• [WORK INSTRUCTIONS] Since only part of the material below is wanted, output exactly the lines from the one with "Query: utility pole" up to and including the one with "<point>47,267</point>".
———
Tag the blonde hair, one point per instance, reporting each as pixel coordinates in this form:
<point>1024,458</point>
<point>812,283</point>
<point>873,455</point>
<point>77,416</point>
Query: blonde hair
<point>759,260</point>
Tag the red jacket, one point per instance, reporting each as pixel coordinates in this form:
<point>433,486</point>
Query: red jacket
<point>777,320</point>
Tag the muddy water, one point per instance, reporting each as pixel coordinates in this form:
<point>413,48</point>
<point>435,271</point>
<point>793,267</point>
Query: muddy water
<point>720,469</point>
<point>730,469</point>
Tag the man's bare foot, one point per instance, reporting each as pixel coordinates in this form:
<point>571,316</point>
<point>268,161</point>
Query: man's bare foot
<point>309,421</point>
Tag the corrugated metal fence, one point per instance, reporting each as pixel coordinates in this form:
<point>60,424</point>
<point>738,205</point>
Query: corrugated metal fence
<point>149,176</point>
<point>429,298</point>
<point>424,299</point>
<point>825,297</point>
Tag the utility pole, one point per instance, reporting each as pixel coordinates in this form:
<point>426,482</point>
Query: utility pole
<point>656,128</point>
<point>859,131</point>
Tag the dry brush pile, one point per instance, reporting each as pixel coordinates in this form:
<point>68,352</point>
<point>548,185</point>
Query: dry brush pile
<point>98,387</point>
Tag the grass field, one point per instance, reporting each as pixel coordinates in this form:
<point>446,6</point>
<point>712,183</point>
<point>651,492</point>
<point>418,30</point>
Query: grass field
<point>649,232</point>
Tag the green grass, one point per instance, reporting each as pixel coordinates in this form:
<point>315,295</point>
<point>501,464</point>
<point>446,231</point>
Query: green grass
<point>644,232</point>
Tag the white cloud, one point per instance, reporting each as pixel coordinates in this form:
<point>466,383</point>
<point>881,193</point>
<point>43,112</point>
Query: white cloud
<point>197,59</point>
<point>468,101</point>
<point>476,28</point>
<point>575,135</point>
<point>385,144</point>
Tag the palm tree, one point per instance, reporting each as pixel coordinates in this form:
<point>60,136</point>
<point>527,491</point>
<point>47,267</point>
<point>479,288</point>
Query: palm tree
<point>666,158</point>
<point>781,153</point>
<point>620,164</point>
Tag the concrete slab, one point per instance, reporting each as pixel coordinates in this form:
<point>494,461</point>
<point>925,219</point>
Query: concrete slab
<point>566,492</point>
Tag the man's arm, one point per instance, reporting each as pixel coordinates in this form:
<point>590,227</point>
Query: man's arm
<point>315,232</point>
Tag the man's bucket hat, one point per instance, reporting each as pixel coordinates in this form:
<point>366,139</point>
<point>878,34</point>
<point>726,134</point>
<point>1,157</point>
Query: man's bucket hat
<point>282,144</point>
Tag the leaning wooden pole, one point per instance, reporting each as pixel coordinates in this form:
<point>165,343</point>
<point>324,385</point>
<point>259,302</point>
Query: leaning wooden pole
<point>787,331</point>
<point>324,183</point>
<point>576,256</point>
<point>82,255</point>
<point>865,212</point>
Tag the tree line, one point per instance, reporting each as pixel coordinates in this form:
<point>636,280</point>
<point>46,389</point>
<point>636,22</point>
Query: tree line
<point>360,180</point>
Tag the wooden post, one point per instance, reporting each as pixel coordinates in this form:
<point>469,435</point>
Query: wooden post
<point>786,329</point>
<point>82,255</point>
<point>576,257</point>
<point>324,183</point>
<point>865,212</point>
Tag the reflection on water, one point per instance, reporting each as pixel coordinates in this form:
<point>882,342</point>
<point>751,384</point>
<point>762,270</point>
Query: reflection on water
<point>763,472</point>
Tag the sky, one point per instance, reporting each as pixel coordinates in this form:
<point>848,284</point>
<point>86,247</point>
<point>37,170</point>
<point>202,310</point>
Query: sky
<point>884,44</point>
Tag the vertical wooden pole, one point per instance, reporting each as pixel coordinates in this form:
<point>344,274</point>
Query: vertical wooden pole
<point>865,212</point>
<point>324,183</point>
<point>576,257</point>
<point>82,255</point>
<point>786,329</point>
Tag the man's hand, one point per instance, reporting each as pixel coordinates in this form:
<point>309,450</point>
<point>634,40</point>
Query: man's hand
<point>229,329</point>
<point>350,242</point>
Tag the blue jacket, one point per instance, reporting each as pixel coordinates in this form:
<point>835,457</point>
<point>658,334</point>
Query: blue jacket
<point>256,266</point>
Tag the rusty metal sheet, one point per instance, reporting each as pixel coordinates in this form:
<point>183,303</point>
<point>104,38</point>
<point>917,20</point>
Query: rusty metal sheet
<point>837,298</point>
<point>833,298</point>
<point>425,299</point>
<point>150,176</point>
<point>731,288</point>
———
• [PROBLEM SOLUTION]
Query: utility pole
<point>656,128</point>
<point>859,131</point>
Tag the dry brush pile, one point per instance, reporting each as pixel coordinates in this form:
<point>68,352</point>
<point>548,185</point>
Query: dry brush pile
<point>98,387</point>
Tag the grass field, one point per instance, reporting each as pixel coordinates in this form:
<point>446,6</point>
<point>712,183</point>
<point>651,492</point>
<point>418,30</point>
Query: grass field
<point>649,232</point>
Tag the green grass, one point per instance, reporting each as pixel coordinates in this form:
<point>315,295</point>
<point>501,464</point>
<point>446,231</point>
Query: green grass
<point>644,232</point>
Tag the white cloud, one point per instance, reporting each as pixel coordinates in this form:
<point>466,383</point>
<point>881,193</point>
<point>43,112</point>
Query: white cloud
<point>197,59</point>
<point>468,101</point>
<point>476,28</point>
<point>575,135</point>
<point>385,144</point>
Tag the palm tree, one point per instance, reporting each as pixel coordinates in this form:
<point>60,136</point>
<point>527,491</point>
<point>47,267</point>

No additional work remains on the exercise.